● **What you are asked to do**
Search the records for the string "hand". Copy each line where it occurs.

Records excerpted from a collection:
··········
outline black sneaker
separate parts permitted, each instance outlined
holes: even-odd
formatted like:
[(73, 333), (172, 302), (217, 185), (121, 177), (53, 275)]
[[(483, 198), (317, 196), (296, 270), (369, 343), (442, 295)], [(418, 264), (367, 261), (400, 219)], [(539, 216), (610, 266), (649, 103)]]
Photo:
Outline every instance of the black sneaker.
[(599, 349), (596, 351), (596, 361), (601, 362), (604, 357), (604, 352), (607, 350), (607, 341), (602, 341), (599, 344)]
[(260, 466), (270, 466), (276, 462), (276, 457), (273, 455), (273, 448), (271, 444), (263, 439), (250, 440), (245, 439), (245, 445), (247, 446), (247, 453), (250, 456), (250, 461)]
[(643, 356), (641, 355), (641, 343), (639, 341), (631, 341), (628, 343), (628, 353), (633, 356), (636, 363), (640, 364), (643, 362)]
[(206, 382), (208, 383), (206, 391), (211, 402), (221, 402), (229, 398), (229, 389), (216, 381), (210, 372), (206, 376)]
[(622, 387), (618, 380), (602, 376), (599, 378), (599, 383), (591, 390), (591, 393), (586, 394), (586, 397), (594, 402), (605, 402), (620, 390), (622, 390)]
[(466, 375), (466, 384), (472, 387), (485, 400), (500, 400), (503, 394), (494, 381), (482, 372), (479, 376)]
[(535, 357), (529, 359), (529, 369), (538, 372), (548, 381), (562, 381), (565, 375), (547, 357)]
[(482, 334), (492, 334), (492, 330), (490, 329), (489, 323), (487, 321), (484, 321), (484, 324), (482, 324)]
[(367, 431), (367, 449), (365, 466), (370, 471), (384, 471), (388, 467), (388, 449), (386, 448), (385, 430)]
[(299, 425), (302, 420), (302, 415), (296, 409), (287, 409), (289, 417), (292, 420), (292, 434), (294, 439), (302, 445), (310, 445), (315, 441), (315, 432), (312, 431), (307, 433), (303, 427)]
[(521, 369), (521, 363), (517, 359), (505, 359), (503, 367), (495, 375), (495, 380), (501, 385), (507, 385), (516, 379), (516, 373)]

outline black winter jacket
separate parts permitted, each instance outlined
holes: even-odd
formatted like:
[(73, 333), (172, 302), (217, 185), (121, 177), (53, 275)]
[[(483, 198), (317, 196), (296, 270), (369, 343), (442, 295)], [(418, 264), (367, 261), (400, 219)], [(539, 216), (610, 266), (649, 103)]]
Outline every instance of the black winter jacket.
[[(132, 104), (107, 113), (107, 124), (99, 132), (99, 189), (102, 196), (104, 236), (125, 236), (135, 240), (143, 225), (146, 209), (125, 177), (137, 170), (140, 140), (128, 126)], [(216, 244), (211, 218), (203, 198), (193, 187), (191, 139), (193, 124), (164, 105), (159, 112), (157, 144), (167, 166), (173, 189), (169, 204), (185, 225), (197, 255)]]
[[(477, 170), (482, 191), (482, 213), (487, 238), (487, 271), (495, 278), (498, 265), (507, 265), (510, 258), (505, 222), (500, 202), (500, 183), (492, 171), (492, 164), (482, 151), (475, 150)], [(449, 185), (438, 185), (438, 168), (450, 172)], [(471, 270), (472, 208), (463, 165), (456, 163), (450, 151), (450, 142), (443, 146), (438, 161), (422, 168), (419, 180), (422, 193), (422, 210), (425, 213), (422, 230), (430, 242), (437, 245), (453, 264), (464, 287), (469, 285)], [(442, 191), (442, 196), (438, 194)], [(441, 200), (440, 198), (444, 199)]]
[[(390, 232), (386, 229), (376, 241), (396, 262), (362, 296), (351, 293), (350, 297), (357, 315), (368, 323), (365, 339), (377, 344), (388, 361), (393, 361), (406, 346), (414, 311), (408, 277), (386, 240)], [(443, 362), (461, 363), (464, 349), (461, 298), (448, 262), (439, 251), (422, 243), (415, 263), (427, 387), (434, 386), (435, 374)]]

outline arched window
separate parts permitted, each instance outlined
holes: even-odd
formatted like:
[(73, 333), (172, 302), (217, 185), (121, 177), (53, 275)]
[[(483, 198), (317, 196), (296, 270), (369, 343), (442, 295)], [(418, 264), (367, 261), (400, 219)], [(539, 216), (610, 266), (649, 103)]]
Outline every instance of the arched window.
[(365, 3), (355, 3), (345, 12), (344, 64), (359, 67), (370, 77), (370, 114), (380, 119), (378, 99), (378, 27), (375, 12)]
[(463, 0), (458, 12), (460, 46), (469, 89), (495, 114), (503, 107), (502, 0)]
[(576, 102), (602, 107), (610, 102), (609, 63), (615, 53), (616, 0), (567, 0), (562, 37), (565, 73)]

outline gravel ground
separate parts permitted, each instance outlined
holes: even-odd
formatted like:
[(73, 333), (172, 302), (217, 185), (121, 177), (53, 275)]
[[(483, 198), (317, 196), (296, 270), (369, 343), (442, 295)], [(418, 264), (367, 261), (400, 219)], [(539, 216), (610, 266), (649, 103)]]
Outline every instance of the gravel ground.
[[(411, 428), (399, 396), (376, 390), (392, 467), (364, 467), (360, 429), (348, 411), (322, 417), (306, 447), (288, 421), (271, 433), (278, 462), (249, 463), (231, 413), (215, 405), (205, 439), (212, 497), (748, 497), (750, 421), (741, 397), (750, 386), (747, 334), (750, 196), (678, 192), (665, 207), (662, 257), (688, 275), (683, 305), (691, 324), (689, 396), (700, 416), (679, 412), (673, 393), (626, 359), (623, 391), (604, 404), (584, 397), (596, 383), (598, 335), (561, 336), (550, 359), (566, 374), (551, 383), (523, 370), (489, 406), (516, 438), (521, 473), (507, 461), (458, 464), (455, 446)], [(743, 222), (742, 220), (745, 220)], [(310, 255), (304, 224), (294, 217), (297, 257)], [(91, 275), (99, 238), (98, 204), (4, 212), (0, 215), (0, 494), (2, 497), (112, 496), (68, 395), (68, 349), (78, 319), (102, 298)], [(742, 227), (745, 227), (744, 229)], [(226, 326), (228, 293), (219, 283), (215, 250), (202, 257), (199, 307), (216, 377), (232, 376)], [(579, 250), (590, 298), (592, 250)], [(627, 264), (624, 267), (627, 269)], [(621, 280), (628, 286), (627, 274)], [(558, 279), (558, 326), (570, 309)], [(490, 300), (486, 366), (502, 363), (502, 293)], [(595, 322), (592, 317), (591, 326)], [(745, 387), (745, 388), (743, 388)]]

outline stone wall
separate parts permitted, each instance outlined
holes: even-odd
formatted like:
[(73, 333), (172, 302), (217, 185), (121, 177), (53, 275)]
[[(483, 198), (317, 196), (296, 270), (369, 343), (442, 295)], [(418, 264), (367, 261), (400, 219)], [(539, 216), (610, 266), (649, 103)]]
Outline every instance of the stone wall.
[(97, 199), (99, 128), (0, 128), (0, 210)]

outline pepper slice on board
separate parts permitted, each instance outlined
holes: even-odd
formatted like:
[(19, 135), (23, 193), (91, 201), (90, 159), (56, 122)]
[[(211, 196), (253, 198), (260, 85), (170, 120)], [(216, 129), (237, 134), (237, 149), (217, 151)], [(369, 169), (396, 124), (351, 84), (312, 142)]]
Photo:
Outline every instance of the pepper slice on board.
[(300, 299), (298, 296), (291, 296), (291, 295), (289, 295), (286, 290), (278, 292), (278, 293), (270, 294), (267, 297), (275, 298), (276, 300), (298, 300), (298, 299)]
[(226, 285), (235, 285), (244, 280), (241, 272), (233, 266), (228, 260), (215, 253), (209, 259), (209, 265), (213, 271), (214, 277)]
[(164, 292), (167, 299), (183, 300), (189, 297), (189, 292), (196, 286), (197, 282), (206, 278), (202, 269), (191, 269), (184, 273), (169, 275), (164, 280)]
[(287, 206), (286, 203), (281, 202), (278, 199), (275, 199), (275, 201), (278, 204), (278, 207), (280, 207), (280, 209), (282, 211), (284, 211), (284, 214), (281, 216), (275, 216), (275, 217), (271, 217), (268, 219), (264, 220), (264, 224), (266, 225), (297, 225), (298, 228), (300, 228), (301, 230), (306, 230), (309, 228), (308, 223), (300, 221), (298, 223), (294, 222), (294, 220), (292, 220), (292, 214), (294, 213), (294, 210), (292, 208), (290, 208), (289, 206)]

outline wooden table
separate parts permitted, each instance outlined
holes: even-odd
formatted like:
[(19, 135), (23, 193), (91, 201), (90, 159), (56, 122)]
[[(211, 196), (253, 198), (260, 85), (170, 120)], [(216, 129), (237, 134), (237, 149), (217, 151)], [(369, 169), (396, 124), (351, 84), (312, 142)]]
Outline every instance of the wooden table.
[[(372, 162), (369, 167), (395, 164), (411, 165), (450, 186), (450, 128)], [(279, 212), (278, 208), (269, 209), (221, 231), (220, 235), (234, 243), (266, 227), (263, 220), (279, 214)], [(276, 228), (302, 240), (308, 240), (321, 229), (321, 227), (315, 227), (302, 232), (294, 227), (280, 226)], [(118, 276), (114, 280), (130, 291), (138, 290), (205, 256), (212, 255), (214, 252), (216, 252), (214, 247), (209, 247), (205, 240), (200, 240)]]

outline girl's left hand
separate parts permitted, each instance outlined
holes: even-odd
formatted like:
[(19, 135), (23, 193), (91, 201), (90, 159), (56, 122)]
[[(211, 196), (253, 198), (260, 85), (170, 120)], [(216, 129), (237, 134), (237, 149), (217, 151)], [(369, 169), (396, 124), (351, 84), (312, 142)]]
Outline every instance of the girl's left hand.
··········
● **Task answer**
outline girl's left hand
Outline every instance of the girl's left hand.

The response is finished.